**EXERCISE DETAILS:** Reproduce each of the rows below word for word, omitting the pictures.

**Object point labels:**
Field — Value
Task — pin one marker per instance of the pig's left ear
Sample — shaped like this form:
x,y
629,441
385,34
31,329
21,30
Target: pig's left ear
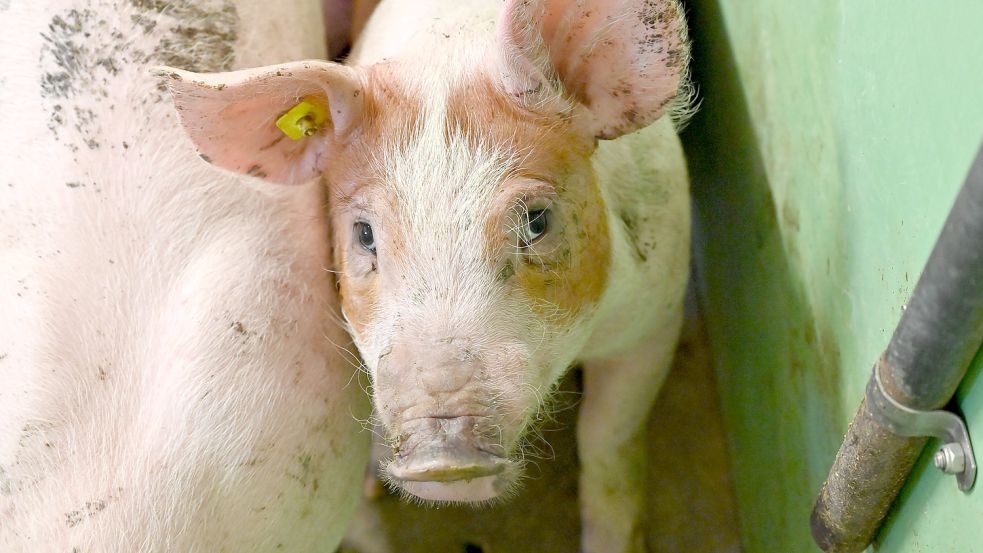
x,y
276,122
622,60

**RESPONSE BELOW:**
Field — Value
Task — pin one marker per instance of the pig's left ear
Sample — shaped like this form:
x,y
629,441
385,34
31,329
21,30
Target: pig's left ear
x,y
276,122
622,60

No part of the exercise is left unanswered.